▶ **Problem description**
Rewrite only the rows starting at the line containing "In which area of the image above does the rear" and ending at the line containing "641,359 -> 996,530", with "pavement" replaced by "asphalt" and all else left unchanged.
— START OF Source material —
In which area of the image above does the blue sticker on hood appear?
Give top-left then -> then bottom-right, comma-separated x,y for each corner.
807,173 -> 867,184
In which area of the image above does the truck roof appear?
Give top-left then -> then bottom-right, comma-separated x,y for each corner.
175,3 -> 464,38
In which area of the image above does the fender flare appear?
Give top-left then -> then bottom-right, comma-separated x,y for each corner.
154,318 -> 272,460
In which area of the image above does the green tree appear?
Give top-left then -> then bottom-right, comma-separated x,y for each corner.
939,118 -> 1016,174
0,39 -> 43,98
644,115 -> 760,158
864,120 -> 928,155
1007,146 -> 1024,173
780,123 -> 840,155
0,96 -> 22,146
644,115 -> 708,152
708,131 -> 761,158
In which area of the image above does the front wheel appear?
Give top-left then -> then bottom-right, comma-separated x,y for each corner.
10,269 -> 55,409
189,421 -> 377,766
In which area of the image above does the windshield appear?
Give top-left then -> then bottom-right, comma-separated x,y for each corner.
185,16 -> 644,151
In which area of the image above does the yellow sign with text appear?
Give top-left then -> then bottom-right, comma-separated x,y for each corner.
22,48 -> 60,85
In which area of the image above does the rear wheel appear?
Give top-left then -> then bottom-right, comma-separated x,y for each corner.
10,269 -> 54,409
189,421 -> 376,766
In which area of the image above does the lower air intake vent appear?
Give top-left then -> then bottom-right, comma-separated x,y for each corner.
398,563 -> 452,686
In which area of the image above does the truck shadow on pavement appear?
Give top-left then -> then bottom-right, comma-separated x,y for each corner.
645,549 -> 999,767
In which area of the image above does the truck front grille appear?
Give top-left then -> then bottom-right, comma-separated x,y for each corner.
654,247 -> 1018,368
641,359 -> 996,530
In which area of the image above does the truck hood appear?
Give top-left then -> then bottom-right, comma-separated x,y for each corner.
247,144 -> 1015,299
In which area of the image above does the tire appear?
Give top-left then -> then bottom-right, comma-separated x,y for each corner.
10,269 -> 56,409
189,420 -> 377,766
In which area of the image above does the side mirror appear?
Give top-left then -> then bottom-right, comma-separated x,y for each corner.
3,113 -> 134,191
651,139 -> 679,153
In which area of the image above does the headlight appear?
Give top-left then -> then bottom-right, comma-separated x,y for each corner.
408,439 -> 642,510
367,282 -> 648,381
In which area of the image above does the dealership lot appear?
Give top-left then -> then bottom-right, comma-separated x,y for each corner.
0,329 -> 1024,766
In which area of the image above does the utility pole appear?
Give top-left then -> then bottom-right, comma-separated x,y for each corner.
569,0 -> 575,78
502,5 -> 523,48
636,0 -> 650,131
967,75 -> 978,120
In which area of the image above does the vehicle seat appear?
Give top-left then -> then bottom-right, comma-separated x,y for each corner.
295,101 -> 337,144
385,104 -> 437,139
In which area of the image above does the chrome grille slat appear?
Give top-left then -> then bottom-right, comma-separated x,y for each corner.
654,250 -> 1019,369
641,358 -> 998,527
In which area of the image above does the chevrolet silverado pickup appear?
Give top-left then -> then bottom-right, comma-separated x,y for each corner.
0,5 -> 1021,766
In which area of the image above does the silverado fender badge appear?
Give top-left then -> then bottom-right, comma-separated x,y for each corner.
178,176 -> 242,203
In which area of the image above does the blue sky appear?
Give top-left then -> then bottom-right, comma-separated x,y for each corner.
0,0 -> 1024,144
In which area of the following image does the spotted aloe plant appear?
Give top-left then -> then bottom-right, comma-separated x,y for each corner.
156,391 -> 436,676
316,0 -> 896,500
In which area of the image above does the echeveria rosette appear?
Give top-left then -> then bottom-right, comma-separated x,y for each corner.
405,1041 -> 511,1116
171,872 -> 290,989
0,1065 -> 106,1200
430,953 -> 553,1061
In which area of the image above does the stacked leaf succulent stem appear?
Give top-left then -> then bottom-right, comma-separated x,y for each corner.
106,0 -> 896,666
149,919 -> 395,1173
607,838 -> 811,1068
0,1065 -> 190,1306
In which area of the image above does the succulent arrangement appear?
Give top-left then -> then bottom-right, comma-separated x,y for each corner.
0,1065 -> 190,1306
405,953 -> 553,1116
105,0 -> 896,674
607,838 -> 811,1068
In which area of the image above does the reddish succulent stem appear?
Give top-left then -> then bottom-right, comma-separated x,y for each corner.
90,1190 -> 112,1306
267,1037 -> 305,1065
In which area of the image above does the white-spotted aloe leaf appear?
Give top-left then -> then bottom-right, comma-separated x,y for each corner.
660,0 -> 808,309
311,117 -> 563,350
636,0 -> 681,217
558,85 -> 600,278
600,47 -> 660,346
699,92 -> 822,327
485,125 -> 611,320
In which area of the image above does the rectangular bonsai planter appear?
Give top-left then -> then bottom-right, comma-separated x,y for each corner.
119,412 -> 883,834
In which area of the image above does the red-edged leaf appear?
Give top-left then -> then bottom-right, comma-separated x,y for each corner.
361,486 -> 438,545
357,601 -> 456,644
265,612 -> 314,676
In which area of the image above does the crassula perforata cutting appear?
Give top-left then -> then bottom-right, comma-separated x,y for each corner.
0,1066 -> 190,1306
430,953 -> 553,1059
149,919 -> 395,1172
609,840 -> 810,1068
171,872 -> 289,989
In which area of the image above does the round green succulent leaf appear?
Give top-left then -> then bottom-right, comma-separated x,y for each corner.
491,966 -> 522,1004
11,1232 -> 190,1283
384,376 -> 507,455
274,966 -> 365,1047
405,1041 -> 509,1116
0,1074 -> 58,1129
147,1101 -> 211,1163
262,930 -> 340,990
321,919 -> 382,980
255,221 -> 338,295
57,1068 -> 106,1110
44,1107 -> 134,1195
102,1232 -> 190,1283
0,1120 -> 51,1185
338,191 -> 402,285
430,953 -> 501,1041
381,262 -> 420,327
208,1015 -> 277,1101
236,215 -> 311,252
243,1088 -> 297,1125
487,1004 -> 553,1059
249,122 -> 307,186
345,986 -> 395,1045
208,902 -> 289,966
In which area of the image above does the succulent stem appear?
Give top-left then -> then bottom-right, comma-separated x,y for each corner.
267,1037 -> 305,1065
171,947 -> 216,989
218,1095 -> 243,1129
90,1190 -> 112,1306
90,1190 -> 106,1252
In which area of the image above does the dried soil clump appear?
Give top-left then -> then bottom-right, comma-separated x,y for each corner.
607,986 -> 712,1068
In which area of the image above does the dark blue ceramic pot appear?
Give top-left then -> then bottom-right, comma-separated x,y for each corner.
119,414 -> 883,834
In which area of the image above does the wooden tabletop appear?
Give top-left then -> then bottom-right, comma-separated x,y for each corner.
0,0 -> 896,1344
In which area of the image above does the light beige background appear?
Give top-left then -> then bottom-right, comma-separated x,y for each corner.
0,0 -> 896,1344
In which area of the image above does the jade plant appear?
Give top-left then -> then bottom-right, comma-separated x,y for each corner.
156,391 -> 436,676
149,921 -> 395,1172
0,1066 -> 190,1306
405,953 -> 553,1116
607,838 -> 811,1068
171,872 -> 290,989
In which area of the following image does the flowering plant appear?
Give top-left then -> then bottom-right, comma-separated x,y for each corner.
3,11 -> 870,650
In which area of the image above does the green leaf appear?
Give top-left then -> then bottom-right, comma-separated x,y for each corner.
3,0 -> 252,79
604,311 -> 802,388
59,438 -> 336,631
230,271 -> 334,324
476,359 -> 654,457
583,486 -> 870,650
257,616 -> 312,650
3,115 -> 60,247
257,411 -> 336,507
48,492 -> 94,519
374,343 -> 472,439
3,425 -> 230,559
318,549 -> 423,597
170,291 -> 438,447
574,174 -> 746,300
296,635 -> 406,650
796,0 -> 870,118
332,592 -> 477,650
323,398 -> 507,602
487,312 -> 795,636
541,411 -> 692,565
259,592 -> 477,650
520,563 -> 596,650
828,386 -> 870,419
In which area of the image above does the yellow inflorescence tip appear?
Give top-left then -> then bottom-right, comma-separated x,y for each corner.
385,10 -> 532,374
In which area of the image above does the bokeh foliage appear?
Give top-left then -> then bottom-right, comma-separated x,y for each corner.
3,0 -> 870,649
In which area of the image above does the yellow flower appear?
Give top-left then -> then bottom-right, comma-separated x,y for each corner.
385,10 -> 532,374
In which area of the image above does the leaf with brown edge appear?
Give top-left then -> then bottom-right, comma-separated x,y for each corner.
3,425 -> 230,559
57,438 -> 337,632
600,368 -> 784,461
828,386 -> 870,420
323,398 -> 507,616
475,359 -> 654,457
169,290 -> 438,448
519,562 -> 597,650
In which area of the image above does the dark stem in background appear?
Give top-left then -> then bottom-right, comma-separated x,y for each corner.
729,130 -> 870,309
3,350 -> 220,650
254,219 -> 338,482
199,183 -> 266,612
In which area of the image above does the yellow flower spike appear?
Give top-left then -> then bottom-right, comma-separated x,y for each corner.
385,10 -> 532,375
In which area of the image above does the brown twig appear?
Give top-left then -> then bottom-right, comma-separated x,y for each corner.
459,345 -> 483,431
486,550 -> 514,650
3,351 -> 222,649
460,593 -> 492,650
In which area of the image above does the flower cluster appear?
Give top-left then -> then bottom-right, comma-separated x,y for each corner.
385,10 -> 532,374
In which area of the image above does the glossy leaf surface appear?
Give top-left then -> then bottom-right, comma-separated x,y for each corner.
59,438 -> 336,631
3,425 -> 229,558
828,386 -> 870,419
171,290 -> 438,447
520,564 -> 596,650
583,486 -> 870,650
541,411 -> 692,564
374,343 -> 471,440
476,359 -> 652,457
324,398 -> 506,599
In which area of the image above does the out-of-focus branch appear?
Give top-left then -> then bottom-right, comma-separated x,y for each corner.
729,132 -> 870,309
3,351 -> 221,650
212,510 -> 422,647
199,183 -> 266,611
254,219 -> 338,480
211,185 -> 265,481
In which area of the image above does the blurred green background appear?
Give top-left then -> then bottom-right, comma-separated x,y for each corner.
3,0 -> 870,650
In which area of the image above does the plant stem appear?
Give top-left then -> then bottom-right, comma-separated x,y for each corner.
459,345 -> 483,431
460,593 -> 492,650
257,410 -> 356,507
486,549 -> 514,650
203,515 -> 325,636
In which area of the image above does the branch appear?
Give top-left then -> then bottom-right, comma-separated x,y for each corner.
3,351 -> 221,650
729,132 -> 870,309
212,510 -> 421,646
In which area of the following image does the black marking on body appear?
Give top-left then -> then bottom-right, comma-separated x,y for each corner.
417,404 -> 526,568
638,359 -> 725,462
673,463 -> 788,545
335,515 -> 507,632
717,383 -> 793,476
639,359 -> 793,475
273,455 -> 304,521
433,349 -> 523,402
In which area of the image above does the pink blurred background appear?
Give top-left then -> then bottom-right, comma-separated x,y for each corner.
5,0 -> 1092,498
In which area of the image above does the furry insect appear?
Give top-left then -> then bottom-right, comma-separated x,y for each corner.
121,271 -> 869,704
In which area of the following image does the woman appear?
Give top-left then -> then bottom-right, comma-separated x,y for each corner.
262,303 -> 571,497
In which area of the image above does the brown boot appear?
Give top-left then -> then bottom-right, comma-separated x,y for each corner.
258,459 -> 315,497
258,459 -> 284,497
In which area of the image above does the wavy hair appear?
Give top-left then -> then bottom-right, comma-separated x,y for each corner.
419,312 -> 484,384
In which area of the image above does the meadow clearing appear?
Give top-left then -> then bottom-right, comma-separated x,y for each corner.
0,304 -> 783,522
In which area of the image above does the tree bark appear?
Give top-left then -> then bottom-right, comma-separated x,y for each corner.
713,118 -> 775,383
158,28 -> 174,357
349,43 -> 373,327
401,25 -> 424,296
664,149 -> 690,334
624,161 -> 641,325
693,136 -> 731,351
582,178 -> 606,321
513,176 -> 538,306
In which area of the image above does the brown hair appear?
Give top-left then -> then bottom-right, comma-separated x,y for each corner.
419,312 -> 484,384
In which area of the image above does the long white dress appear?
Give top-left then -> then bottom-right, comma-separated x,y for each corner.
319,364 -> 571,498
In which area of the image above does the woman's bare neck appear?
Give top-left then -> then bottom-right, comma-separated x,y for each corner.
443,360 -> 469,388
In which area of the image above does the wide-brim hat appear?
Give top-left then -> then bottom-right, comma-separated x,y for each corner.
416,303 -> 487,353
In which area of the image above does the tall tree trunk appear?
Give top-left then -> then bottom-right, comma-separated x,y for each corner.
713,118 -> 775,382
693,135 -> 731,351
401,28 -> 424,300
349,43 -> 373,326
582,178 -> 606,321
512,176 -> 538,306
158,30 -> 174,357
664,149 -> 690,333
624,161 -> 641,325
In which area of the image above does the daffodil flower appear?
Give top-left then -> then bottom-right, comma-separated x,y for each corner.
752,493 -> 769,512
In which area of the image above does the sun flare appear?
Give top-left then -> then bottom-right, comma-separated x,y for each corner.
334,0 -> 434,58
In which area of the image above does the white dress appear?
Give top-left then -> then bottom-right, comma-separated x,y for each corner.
— END OF Source material —
▶ **Solution for this exercise**
In which area of the image above does the rear wheel appear?
Give top-left then -> then bottom-right, comma-separated x,y for each corner.
10,269 -> 54,409
189,421 -> 376,766
In which area of the image above does the lower air intake vent appear?
Give top-left then -> then bottom-right, comma-separated x,y for each corner.
398,563 -> 452,686
In which area of the image above does the truck shadow on asphalt appear?
Give top-left then -> then bottom-right, comma-separated x,y for each corner.
645,549 -> 999,767
In which area of the image above does the truck front grille appear?
Give top-left then -> then bottom-right, comma-separated x,y for each corner.
654,247 -> 1018,368
641,359 -> 996,530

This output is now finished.